Cumbria has been chosen by the government today (Friday 14 August) to be a trailblazer and help kick-start moves to recover nature on an England-wide scale.
The county is one of five areas across England that will receive a share of a £1m fund from the Department for Environment Food and Rural Affair to develop a draft ‘Local Nature Recovery Strategy’ (LNRS) pilot.
As part of the Local Nature Recovery Strategy (LNRS) pilot, Cumbria Council in partnership with Natural England, will:
- develop a set of maps which show most valuable existing sites and habitats for wildlife
- use these maps to identify opportunities for recovering nature – for wildlife, for people and as a contribution to tackling climate change and improving the environment
- bring a broad range of groups of people together to identify and agree priorities for restoring nature.
Work will include natural flood management, tree planting, improved access to green spaces and peat restoration, as well as the creation of wildflower habitat for pollinators, all of which are important for both healthy communities and in the fight against climate change.
Councillor Celia Tibble, Cumbria County Council’s Cabinet Member for Environment, said: “I am delighted that Cumbria has been identified as one of the five Local Nature Recovery Strategy pilot areas nationally. It is an exciting opportunity for us to lead this important initiative.
“These Local Nature Recovery Strategies will combine local knowledge with expert information and it is an exciting opportunity for us to engage with a wide range of people to help create additional habit rich environments across our county.
“Thanks to this announcement our work on this can now start in earnest.”

==================================================

• **What you will do**:
**A)** Extract the passage of the Cumbria nature recovery announcement from "The county is" to "for restoring nature.", copying it word for word.
**B)** Multiply the bounding box coordinates by 1.95 in the rows running from the line with "Challenge round — find the marching" through the end of the rows, rounding each result to a whole number with halves rounded up. Reproduce only those lines, requests included, and leave the requests unchanged.

==================================================

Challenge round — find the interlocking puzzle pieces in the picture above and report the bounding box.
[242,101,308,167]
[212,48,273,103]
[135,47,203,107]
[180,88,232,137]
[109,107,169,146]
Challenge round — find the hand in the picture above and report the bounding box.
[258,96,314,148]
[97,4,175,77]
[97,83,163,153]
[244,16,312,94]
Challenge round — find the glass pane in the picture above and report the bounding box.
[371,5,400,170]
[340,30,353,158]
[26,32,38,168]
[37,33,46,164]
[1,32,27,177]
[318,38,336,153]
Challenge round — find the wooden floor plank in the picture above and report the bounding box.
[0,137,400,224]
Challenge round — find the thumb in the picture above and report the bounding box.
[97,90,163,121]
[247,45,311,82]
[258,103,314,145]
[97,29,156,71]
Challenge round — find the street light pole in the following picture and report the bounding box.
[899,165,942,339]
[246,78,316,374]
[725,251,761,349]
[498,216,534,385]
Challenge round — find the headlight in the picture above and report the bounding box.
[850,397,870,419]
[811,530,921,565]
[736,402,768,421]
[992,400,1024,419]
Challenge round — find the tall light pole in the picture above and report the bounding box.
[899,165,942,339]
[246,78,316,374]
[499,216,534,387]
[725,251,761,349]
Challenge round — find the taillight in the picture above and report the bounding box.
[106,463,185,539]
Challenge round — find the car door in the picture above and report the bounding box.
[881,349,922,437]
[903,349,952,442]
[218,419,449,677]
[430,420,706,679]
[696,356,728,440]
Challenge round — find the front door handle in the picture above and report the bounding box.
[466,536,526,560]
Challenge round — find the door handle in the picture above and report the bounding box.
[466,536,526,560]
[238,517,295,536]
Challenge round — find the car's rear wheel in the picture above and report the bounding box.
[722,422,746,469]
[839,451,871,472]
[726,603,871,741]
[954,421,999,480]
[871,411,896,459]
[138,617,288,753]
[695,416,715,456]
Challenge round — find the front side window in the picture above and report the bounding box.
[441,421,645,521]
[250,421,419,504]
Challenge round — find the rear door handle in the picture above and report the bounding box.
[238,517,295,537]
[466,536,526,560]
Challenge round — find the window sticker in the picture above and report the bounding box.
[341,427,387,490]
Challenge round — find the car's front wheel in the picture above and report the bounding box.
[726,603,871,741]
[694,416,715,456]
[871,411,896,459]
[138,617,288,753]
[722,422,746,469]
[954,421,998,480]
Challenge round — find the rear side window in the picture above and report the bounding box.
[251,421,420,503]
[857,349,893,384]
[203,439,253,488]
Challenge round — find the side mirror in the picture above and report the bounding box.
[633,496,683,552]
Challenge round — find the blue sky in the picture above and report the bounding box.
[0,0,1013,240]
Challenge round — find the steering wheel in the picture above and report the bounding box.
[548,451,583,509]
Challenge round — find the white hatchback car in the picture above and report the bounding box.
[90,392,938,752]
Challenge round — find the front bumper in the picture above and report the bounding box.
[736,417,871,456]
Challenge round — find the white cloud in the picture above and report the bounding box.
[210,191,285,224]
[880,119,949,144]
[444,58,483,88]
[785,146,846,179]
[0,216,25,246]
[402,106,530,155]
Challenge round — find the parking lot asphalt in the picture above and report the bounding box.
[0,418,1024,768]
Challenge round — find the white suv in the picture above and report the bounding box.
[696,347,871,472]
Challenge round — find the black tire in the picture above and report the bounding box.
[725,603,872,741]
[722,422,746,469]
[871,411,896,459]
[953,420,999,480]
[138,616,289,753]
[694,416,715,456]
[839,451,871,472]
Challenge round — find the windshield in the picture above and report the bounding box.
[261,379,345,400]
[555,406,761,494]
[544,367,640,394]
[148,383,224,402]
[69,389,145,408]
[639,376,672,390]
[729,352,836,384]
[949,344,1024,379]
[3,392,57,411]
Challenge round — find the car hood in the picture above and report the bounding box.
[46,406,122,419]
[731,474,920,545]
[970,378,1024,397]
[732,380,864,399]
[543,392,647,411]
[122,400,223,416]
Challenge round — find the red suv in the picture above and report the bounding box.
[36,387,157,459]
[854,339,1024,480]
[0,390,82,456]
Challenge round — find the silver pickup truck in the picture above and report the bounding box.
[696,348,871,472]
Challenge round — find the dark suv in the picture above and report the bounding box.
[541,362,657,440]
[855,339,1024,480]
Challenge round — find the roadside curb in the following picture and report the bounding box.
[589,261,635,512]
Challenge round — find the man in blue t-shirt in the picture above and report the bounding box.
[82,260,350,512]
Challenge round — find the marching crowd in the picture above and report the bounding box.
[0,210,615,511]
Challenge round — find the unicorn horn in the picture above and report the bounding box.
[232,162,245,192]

==================================================

• **Results for the exercise**:
**A)**
The county is one of five areas across England that will receive a share of a £1m fund from the Department for Environment Food and Rural Affair to develop a draft ‘Local Nature Recovery Strategy’ (LNRS) pilot.
As part of the Local Nature Recovery Strategy (LNRS) pilot, Cumbria Council in partnership with Natural England, will:
- develop a set of maps which show most valuable existing sites and habitats for wildlife
- use these maps to identify opportunities for recovering nature – for wildlife, for people and as a contribution to tackling climate change and improving the environment
- bring a broad range of groups of people together to identify and agree priorities for restoring nature.

**B)**
Challenge round — find the marching crowd in the picture above and report the bounding box.
[0,410,1199,996]
Challenge round — find the unicorn horn in the picture above and report the bounding box.
[452,316,478,374]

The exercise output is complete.